### Data for this exercise

┌────────

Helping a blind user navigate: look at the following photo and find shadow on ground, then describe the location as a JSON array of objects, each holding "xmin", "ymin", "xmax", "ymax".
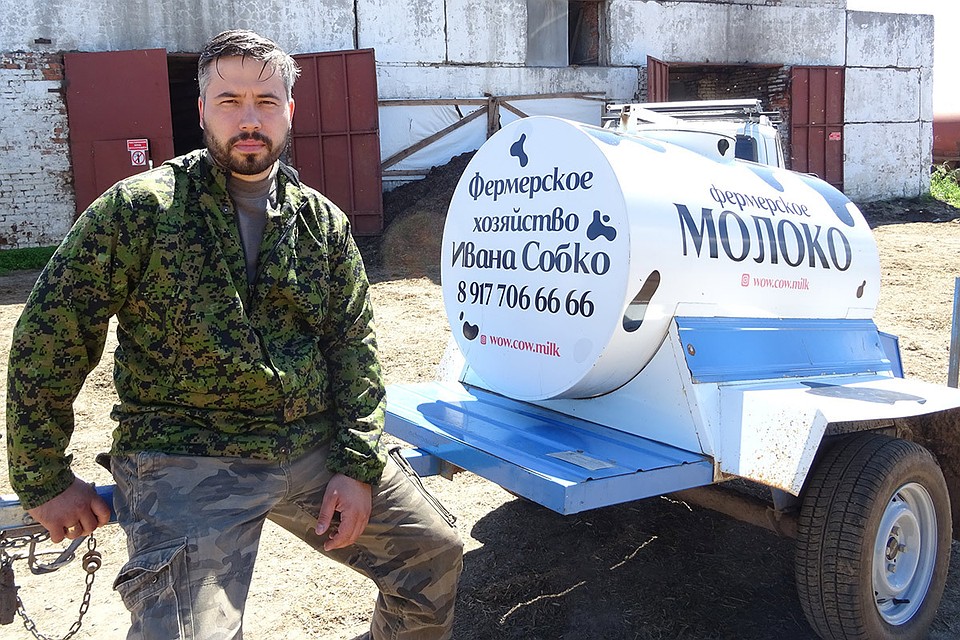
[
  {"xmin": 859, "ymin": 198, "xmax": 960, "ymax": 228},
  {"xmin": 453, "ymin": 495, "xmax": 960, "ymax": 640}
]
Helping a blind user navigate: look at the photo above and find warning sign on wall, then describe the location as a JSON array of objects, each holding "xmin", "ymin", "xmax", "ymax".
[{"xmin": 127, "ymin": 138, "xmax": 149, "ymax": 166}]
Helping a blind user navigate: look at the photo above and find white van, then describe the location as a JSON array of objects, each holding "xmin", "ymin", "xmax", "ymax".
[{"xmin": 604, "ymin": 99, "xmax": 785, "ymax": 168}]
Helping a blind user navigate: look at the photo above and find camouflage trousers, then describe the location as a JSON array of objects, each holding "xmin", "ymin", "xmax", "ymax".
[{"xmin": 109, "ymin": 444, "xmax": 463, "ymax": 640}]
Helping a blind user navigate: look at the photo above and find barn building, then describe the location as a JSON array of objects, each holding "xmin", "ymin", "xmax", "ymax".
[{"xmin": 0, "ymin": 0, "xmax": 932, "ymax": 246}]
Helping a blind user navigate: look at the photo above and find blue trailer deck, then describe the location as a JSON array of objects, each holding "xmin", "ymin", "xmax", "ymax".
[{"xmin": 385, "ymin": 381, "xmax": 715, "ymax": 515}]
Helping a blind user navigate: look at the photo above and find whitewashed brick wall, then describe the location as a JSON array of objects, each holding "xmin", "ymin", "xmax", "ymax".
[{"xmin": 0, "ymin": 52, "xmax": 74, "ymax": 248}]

└────────

### What the task asks
Retype all records exactly as shown above, images excluded.

### Finished exercise
Helping a blind user navigate: look at the following photo and find shadow on ground, then describe the location as a JSON array of objects, each holding "xmin", "ymin", "xmax", "ymax".
[
  {"xmin": 859, "ymin": 198, "xmax": 960, "ymax": 228},
  {"xmin": 453, "ymin": 495, "xmax": 960, "ymax": 640}
]
Helping a blind user navigate: look at the photo above and find warning sign on wall, then describe the location as a JSON array of objects, each holding "xmin", "ymin", "xmax", "ymax".
[{"xmin": 127, "ymin": 138, "xmax": 149, "ymax": 166}]
Helping a blind user navigate: look at the photo above and find white van, then describe the location as a JSON array of objects, each holding "xmin", "ymin", "xmax", "ymax".
[{"xmin": 604, "ymin": 99, "xmax": 785, "ymax": 168}]
Helping a blind user navigate: look at the photo above and find camouflage trousers, then describe the location as a JSON array of objects, each holding "xmin", "ymin", "xmax", "ymax".
[{"xmin": 109, "ymin": 444, "xmax": 463, "ymax": 640}]
Helping a blind user navigate: look at the photo above and find barn building, then describe the location as a JSON array of objects, each holding "xmin", "ymin", "xmax", "ymax".
[{"xmin": 0, "ymin": 0, "xmax": 932, "ymax": 246}]
Helping a blind user navigate: look at the photo above and find blue trailer deck, then describe the location as a JSON array of objects, each holding "xmin", "ymin", "xmax", "ymax".
[{"xmin": 385, "ymin": 381, "xmax": 715, "ymax": 515}]
Helping a blind user navigate: look at the photo above and find whitewashed brick wall, then describe the location as a JSON array of objects, each holding "xmin", "ymin", "xmax", "ymax".
[{"xmin": 0, "ymin": 52, "xmax": 74, "ymax": 248}]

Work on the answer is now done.